■ Activity:
Below are the records; count how many of their lines hold the string "instance" and give the number alone.

■ Data listing:
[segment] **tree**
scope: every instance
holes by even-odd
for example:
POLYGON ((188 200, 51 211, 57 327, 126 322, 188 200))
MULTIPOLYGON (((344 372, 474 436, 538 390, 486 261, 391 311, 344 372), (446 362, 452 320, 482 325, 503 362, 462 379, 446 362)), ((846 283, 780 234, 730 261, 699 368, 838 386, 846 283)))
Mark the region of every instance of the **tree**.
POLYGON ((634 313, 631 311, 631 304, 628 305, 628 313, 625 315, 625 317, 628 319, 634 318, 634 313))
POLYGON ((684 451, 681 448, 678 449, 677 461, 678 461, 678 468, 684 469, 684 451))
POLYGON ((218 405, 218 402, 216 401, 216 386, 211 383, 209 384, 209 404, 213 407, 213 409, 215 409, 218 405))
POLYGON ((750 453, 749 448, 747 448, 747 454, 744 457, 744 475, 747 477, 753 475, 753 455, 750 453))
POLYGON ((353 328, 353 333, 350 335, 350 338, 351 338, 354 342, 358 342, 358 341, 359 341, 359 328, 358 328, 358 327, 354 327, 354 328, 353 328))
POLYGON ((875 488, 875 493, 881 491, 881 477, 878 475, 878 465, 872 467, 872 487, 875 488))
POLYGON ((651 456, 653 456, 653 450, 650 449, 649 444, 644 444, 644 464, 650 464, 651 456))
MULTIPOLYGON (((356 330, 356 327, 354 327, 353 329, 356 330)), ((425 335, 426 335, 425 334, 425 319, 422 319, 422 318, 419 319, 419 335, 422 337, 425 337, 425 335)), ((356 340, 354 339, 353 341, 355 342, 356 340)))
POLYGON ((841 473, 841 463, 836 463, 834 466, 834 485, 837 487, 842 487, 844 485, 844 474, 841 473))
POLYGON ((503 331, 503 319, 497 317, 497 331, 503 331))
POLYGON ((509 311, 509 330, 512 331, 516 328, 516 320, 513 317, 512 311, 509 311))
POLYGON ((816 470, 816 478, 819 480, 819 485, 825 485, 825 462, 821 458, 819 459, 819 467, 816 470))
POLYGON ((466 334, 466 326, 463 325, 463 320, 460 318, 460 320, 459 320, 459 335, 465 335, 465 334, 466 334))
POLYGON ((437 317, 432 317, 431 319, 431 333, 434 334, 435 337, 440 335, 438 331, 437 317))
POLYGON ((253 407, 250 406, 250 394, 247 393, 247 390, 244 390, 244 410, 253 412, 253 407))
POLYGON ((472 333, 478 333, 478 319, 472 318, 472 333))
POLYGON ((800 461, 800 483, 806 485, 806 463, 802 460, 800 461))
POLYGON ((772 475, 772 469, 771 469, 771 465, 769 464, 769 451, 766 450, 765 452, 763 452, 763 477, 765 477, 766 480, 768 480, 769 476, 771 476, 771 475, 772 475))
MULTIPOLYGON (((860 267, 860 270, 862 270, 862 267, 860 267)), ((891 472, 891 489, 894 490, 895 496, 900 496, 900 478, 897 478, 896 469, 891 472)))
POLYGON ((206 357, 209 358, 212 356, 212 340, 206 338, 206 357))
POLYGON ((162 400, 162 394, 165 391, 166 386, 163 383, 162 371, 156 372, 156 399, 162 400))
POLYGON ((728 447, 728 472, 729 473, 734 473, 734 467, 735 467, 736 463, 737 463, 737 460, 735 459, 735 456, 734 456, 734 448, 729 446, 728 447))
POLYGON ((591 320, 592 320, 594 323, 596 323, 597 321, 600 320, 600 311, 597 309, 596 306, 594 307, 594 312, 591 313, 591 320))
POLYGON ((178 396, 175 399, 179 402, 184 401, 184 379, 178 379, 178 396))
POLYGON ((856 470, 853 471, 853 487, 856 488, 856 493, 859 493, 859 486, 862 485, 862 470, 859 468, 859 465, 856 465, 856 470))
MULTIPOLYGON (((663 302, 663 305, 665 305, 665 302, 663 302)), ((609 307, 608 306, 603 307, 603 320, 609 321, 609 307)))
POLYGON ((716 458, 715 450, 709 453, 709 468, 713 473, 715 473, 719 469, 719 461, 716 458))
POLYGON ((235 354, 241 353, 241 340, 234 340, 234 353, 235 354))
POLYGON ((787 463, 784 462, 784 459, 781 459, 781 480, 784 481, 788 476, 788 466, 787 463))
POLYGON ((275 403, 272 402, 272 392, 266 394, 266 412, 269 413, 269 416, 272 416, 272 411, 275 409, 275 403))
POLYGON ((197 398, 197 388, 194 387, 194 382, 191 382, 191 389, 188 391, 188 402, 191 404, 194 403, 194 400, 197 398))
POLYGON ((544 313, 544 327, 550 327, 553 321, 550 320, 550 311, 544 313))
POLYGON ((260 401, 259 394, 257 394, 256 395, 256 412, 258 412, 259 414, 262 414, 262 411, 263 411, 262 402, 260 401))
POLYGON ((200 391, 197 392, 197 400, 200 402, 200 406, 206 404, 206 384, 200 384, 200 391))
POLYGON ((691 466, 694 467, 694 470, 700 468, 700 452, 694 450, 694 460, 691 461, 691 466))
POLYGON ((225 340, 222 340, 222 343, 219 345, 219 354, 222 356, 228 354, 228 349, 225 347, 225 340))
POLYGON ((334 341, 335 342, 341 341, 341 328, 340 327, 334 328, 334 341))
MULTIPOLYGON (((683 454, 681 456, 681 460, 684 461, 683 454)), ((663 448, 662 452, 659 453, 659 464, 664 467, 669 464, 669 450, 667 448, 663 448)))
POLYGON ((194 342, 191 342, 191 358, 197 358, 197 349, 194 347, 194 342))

■ Expected answer:
2